(EXERCISE): Going through the data below, tally every line where the string "rear" occurs, then give only the tally.

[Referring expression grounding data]

==*==

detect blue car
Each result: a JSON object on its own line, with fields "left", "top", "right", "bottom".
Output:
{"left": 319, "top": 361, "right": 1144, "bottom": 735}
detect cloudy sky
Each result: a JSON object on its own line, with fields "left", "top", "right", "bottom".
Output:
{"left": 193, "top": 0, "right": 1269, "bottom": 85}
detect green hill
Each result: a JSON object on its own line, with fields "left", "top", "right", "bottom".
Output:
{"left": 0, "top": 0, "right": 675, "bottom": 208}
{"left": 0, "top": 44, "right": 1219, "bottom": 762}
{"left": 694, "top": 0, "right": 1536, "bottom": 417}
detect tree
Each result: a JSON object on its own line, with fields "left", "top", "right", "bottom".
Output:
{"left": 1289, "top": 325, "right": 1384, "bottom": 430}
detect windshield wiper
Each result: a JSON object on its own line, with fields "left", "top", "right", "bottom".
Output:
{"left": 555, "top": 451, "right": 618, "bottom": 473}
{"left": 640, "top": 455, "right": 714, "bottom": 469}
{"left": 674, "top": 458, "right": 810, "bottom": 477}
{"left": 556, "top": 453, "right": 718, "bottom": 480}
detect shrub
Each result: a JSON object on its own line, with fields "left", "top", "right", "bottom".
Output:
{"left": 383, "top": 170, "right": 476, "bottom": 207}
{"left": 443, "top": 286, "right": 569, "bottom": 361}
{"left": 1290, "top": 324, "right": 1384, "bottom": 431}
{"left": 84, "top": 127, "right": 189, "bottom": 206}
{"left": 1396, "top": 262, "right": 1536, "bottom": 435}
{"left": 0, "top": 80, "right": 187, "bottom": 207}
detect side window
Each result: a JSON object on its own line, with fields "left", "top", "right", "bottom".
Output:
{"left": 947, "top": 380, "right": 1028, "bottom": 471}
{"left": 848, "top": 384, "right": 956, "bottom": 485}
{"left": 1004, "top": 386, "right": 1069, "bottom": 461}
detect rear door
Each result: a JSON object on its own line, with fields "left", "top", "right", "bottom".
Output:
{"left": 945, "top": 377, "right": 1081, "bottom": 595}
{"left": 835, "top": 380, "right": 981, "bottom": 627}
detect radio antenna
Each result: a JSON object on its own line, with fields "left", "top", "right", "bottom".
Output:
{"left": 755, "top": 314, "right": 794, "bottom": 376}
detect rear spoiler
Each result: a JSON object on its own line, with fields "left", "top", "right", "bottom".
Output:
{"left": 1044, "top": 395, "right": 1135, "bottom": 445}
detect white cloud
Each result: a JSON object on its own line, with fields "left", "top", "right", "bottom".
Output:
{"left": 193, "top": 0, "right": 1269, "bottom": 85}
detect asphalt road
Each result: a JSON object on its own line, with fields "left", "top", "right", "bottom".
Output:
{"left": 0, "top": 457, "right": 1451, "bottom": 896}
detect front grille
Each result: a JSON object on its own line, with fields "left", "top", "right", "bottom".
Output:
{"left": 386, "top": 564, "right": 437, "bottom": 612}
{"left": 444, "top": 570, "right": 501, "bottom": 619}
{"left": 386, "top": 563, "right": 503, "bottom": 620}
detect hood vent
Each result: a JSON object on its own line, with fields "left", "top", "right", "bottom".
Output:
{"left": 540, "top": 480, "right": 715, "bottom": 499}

==*==

(THE COMPLETED TASK): 2